Task details
What is needed is an exact copy of the lines from the start of the records below through the line with "like [(198, 57)]", without the pictures.

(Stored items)
***
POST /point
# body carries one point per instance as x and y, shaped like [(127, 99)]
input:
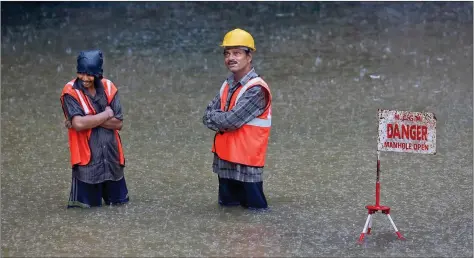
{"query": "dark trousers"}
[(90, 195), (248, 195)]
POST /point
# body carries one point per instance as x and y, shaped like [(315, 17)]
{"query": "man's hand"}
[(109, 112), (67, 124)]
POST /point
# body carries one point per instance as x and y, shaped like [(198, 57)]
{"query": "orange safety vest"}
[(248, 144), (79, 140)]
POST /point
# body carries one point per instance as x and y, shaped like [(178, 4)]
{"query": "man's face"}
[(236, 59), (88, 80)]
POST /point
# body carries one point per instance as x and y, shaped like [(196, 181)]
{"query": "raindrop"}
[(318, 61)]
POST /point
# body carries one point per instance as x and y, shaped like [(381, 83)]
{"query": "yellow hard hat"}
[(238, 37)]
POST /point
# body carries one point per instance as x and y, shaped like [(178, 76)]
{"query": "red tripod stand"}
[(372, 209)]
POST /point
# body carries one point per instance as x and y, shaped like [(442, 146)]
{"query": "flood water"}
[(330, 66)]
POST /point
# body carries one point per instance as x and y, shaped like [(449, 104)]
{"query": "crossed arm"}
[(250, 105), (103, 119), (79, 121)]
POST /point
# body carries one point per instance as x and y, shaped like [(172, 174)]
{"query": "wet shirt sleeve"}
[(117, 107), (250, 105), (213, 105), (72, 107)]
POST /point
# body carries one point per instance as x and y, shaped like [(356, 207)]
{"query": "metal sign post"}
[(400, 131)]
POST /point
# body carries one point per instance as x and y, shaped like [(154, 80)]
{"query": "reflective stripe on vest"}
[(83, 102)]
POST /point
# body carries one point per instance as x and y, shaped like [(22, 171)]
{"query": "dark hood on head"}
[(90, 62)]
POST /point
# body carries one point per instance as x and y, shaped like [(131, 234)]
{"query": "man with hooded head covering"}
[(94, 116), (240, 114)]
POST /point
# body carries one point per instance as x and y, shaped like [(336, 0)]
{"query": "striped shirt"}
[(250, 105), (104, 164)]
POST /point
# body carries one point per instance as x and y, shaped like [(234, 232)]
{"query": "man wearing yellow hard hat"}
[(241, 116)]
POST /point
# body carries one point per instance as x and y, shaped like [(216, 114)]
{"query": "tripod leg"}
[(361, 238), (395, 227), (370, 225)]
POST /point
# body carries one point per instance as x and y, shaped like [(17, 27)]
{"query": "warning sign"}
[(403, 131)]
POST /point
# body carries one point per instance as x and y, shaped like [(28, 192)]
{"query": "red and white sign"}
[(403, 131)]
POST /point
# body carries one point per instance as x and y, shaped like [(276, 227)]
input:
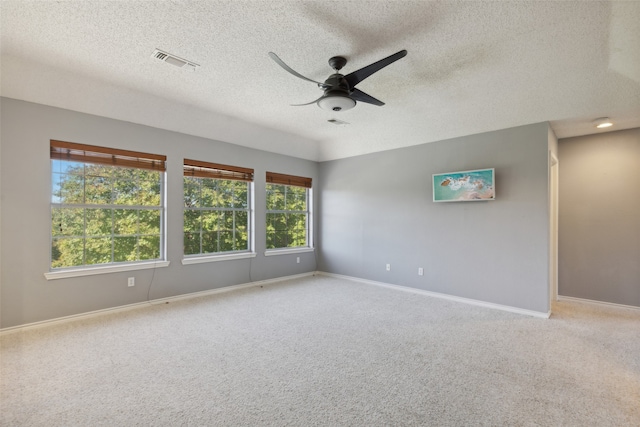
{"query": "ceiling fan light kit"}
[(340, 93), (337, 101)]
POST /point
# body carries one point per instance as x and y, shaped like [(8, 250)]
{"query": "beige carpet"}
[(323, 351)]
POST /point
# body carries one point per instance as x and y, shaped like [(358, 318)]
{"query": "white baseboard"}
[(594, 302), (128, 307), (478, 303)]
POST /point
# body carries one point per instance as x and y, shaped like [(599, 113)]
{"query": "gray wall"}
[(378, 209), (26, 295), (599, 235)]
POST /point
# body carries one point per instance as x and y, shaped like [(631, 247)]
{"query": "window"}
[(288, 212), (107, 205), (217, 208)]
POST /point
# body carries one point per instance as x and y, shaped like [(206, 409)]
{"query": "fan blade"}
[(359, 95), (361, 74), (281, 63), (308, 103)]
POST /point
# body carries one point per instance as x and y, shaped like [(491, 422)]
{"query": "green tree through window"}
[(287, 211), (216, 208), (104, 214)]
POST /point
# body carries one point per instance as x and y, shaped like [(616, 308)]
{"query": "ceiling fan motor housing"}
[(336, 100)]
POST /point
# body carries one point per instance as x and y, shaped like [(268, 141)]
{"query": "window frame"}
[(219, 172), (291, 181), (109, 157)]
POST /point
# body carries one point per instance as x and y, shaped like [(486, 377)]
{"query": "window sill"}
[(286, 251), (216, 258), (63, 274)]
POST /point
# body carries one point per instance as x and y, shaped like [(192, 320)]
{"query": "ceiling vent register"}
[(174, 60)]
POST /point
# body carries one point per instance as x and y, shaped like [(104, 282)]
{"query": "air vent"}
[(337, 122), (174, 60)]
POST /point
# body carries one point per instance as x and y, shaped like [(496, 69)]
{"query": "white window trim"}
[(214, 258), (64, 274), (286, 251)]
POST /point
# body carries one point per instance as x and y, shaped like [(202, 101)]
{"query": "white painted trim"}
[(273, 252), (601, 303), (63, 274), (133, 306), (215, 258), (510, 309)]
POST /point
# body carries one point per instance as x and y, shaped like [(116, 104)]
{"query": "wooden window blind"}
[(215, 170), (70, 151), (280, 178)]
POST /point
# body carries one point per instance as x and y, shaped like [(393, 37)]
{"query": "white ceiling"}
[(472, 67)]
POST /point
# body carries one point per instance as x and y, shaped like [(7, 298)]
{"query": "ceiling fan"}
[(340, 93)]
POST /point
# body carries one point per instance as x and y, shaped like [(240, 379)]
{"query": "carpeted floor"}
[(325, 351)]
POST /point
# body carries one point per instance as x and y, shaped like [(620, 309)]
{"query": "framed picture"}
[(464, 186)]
***
Written reply
POST /point
# body carries one point per instance as x and y, shaped like [(127, 99)]
input:
{"query": "dark trousers"}
[(90, 195), (248, 195)]
POST /point
# body carries one point per instance as x and y, shaped like [(315, 17)]
{"query": "man's hand"}
[(109, 112), (67, 124)]
POST /point
# body carries one point per instance as x and y, shaped like [(198, 57)]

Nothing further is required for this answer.